What the task requires. Restate the full listing word for word and leave the pictures out.

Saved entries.
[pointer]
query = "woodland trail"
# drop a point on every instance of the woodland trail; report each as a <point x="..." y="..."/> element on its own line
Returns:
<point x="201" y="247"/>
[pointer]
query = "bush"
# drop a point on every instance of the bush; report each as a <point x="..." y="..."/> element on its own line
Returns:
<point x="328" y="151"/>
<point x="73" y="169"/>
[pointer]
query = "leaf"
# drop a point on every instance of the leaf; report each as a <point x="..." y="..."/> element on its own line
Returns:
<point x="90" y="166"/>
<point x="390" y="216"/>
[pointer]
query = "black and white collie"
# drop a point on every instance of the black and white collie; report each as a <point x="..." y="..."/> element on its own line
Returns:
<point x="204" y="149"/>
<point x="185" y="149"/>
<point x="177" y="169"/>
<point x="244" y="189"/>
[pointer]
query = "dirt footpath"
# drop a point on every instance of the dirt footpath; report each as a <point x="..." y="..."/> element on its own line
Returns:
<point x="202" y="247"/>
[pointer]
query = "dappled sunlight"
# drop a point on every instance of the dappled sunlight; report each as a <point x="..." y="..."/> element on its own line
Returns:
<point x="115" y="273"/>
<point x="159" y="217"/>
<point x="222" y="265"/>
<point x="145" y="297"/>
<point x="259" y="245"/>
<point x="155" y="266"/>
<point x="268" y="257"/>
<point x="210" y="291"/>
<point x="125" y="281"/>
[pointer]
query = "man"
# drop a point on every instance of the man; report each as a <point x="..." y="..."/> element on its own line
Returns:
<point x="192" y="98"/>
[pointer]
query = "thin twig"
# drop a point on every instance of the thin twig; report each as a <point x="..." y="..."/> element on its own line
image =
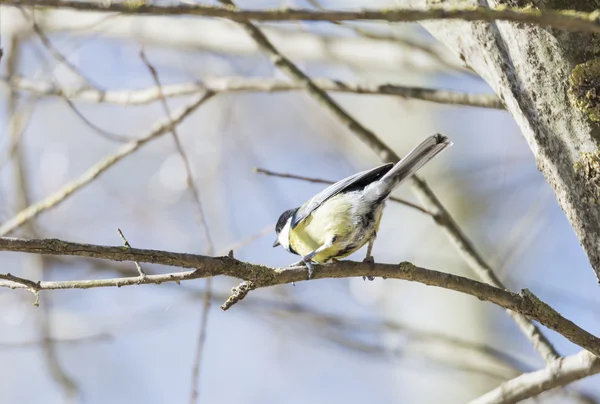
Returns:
<point x="524" y="303"/>
<point x="251" y="84"/>
<point x="203" y="225"/>
<point x="195" y="389"/>
<point x="59" y="196"/>
<point x="127" y="245"/>
<point x="556" y="374"/>
<point x="321" y="181"/>
<point x="188" y="169"/>
<point x="568" y="20"/>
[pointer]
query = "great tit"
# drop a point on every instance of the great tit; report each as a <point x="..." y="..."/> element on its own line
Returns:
<point x="345" y="216"/>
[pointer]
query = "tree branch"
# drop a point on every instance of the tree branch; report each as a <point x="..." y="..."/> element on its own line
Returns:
<point x="442" y="216"/>
<point x="567" y="20"/>
<point x="524" y="303"/>
<point x="250" y="84"/>
<point x="557" y="374"/>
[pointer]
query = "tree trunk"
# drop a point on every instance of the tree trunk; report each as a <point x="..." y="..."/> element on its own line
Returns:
<point x="547" y="80"/>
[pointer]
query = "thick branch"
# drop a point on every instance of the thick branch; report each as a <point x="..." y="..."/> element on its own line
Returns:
<point x="562" y="19"/>
<point x="524" y="303"/>
<point x="542" y="77"/>
<point x="558" y="374"/>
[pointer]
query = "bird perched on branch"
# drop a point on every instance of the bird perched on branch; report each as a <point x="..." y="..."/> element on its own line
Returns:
<point x="345" y="216"/>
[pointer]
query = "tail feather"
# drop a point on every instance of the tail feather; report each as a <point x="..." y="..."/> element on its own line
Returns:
<point x="411" y="163"/>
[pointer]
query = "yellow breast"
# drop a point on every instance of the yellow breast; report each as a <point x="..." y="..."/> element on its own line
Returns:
<point x="334" y="218"/>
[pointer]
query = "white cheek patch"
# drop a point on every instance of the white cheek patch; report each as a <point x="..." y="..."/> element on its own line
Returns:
<point x="284" y="235"/>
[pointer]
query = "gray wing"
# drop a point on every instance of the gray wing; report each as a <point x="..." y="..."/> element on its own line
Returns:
<point x="357" y="180"/>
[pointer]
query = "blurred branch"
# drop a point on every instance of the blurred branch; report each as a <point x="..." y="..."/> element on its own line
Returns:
<point x="250" y="84"/>
<point x="524" y="303"/>
<point x="224" y="38"/>
<point x="203" y="225"/>
<point x="568" y="20"/>
<point x="320" y="181"/>
<point x="442" y="217"/>
<point x="34" y="263"/>
<point x="102" y="337"/>
<point x="54" y="199"/>
<point x="556" y="374"/>
<point x="186" y="163"/>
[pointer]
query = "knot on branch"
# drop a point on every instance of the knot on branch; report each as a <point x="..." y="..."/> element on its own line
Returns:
<point x="238" y="293"/>
<point x="537" y="308"/>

Solution.
[pointer]
query = "woodland trail"
# drop a point on every instance of the woodland trail; report each as a <point x="..." y="..."/> element on its own line
Returns:
<point x="201" y="247"/>
[pointer]
query = "bush"
# drop a point on every instance of the bush; report each as a <point x="..." y="..."/> element on its own line
Returns:
<point x="328" y="151"/>
<point x="73" y="169"/>
[pointer]
query = "leaf"
# drop a point on every instance of the leaf; report each as a <point x="..." y="..."/> element on its own line
Returns:
<point x="90" y="166"/>
<point x="390" y="216"/>
[pointer]
query = "black and white collie"
# drop a point on every instance of the black and white collie; report each as a <point x="..." y="..."/> element on its own line
Returns:
<point x="204" y="149"/>
<point x="185" y="149"/>
<point x="177" y="169"/>
<point x="244" y="189"/>
[pointer]
query = "dirt footpath"
# drop a point on every instance of the dirt footpath; report each as a <point x="..." y="..."/> element on its own line
Returns:
<point x="202" y="247"/>
[pointer]
query = "dappled sunlight"
# drop a point on every instance of the dappled sunlight; report each as a <point x="..." y="..."/> element on its own line
Returns:
<point x="115" y="273"/>
<point x="159" y="217"/>
<point x="222" y="265"/>
<point x="145" y="297"/>
<point x="259" y="245"/>
<point x="155" y="266"/>
<point x="268" y="257"/>
<point x="210" y="291"/>
<point x="125" y="281"/>
[pointer]
query = "man"
# drop a point on every instance of the man; report each as a <point x="..." y="..."/> element on its own line
Returns:
<point x="192" y="98"/>
[pointer]
query = "thin twig"
# drop a point on every instance of the thin twig; report each as a <point x="..." y="..."/> element on its own line
image =
Returns:
<point x="524" y="303"/>
<point x="251" y="84"/>
<point x="203" y="225"/>
<point x="195" y="389"/>
<point x="59" y="196"/>
<point x="127" y="245"/>
<point x="556" y="374"/>
<point x="321" y="181"/>
<point x="188" y="169"/>
<point x="568" y="20"/>
[pointer]
query = "great tit"
# drop a point on every instance of the great tit; report each as a <point x="..." y="..."/> element on its own line
Returns:
<point x="345" y="216"/>
[pointer]
query = "tree branch"
# drop a point on every instance of the tree branch; report each as a <point x="..." y="..."/> element on its own line
Returns:
<point x="442" y="216"/>
<point x="567" y="20"/>
<point x="524" y="303"/>
<point x="250" y="84"/>
<point x="557" y="374"/>
[pointer]
query = "tree trunk"
# drop a point on every instance of the tree trunk; report each as a <point x="..." y="..."/> element on its own line
Returns:
<point x="547" y="80"/>
[pointer]
query = "thick branch"
# drop a point on every instance of the thick branch; report each as a <point x="..." y="..."/> element on its own line
Returns:
<point x="562" y="19"/>
<point x="524" y="303"/>
<point x="542" y="77"/>
<point x="558" y="374"/>
[pointer]
query = "bird perched on branch"
# drop a point on every instance of the bird perched on branch; report each as a <point x="..." y="..."/> element on its own line
Returns:
<point x="345" y="216"/>
[pointer]
query = "tail feather"
# drop a point on every instance of the tail feather; report each as a <point x="..." y="..."/> element on its own line
Returns:
<point x="411" y="163"/>
[pointer]
query = "yellow breast"
# drop a point on every instance of the yellow breast; report each as a <point x="..." y="..."/> element on its own line
Returns:
<point x="334" y="218"/>
[pointer]
query = "white cheek patch"
# drop a point on every instance of the white cheek patch; report each as a <point x="..." y="..."/> element on its own line
Returns:
<point x="284" y="235"/>
[pointer]
query = "gray wing"
# drop a point on every instance of the gray wing; report each as a <point x="..." y="..."/> element on its own line
Returns:
<point x="357" y="180"/>
[pointer]
query = "blurred branch"
# drop a point on every instance of the blurred branch; report each as a <point x="..." y="..."/> element on its own line
Returns:
<point x="250" y="84"/>
<point x="524" y="303"/>
<point x="224" y="38"/>
<point x="203" y="225"/>
<point x="568" y="20"/>
<point x="320" y="181"/>
<point x="442" y="217"/>
<point x="34" y="263"/>
<point x="102" y="337"/>
<point x="54" y="199"/>
<point x="556" y="374"/>
<point x="186" y="163"/>
[pointer]
query = "knot on branch"
# drop a point on every instance of the knot on branch; report each as a <point x="..." y="..."/> element on its own line
Returns:
<point x="238" y="293"/>
<point x="537" y="308"/>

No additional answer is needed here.